## Study text
*** Block opens ***
It made me realize, yet again, that there are so many people, toiling away creatively, and only a handful that the larger population will come to know because of the elusive marketing machine or them being in the right place at the right time, or knowing the right people and attending writer event after writer event.

Here was a woman who was able at 23 years of age to spark the creation of a community for writers and poets in BC and yet she was having the same sort of dialogue with herself 30 years later, that I've been having with myself about my own writing. What am I waiting for? Who's approval really matters anyway?

And, she has reached the same conclusion. It's time to stop waiting for approval of one's creativity from an external source.

All that's really required is an undying commitment to the project by the creator herself.

September 03, 2008

Home is where the Heart is


The sun is streaming in the door this morning warming my back as I write this post.

I'm eating blackberries that I picked from out the front looking forward to today because I get to do two interviews for two features for an upcoming edition of Aqua magazine.

I'm going to interview a woman who has a huge Teddy Bear collection. That should be good for a hug or two (from the bears) :-) and then even more interesting to me, I get to meet a woman who started what was called the Vancouver Literary Storefront in the late 70s which could be likened to the precursor of the BC Federation of Writers.

She has run (with her husband) a small press called Mother Tongue Publishing that used to make beautiful, hand made chapbooks and now they are moving into trade publishing focusing on BC Art, BC Art History and Literature.
*** Block closes ***
## Supplied data
*** Block opens ***
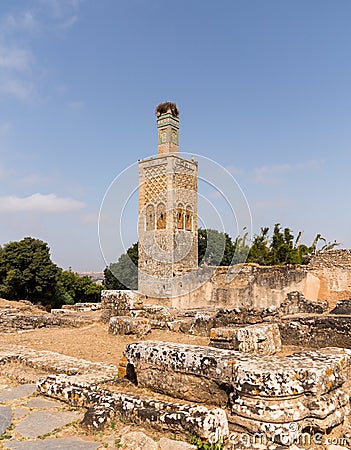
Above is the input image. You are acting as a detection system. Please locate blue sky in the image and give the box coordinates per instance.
[0,0,351,271]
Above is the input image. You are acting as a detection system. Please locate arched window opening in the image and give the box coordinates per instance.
[145,205,155,231]
[156,203,166,230]
[177,203,184,230]
[185,205,193,231]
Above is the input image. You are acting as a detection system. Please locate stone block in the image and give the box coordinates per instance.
*** Block closes ***
## Brief A
Transcribe the stretch of the blog excerpt from "I'm eating blackberries" through "of Aqua magazine.".
## Brief B
In the blog excerpt, which magazine are the two interviews for?

## Answer A
I'm eating blackberries that I picked from out the front looking forward to today because I get to do two interviews for two features for an upcoming edition of Aqua magazine.

## Answer B
Aqua magazine